__Data supplied__:
○ ○ ○ ○

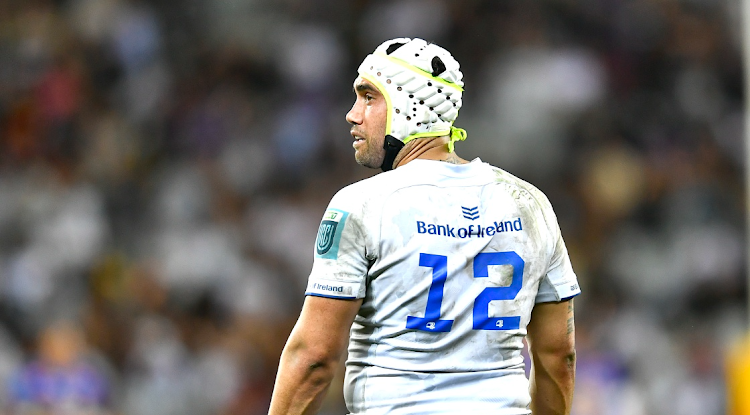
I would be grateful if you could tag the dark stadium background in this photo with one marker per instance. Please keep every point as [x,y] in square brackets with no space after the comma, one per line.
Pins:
[164,166]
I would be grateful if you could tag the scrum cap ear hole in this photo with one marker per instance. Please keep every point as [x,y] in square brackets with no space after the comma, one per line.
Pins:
[438,66]
[393,47]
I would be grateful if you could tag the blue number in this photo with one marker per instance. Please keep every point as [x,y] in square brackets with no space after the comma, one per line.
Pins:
[482,321]
[431,320]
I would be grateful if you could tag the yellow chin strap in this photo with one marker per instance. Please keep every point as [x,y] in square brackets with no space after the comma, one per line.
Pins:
[457,134]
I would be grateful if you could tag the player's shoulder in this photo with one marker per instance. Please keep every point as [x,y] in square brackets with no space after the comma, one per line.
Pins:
[365,191]
[519,188]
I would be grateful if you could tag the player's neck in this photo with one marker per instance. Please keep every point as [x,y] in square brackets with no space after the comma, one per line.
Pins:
[428,148]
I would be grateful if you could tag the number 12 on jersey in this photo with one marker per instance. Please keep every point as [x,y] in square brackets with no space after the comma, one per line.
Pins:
[481,320]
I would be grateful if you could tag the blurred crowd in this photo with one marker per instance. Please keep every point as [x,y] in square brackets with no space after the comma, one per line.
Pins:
[164,165]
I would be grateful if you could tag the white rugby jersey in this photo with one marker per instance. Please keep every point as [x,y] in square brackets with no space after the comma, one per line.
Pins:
[449,261]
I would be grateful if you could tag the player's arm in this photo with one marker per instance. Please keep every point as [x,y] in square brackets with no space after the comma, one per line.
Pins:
[551,338]
[312,355]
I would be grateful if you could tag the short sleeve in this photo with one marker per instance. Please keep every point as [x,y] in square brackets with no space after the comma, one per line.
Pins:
[560,282]
[340,263]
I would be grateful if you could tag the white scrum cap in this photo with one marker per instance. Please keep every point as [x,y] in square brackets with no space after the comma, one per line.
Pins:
[422,85]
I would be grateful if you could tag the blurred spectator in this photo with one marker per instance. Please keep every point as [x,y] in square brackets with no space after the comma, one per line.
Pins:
[60,379]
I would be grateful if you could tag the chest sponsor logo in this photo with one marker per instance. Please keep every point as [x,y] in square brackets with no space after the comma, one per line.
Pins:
[470,213]
[475,231]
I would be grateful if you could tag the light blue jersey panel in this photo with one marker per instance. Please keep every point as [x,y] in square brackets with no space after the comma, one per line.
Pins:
[449,261]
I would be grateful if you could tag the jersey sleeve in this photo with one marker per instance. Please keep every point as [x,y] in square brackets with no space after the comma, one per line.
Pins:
[560,282]
[340,254]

○ ○ ○ ○

Rewrite the data from the line containing "I would be grateful if you could tag the blurred crowd" through the end of the data, inclusive, keeping every line as is except the point coordinates. Shift each x and y value in those coordinates by -130.

__Reply__:
I would be grateful if you could tag the blurred crowd in this photo with one marker per instance. Please keep every point as [x,y] in square brackets with no space after the comma, one per line.
Pins:
[34,35]
I would be grateful if you could tag the white rugby jersey in this photo with one marker per instance. Please keep every point as [x,y] in square brackets with no space after the comma, one per line.
Pins:
[319,131]
I would be grateful if you could tag the player's arm in this photo with one marker per instance. Please keep every point as [x,y] in square brackets with no space after the comma, one per line.
Pins:
[421,208]
[182,225]
I would be grateful if you could tag the short sleeve in this photo with one marker per instance. Please keep every point as [x,y] in square brackets with no space after the comma, one per line.
Pins:
[430,152]
[210,133]
I would be grateful if you could tag the white scrum cap in this photo with one marker per instance. Please keep every point as [x,y] in square brackets with no space after the comma, one per line.
Pins:
[292,-45]
I would be grateful if you could tag the blurred spectator in this photo with one marker per instance. Please keep every point as [x,y] in square brackets with no space after the comma, one per line.
Pins:
[-70,249]
I would be grateful if you could tag the chest sponsor logo in this photo with one marker per instance. Please keep every point as [x,y] in square brackets with no space after the comma, one per line.
Pins:
[340,83]
[345,101]
I would be grateful if you could tag the light blue jersey panel in this photo with one marker per instance. Please keep every point as [x,y] in square brackets with no space after the comma, one per line.
Pins:
[319,131]
I would be grateful if you could tag the jersey sleeve in this photo with one marker per instance. Please keep every point as [x,y] in square brackets with no space after the comma, one per line.
Pins:
[430,152]
[210,124]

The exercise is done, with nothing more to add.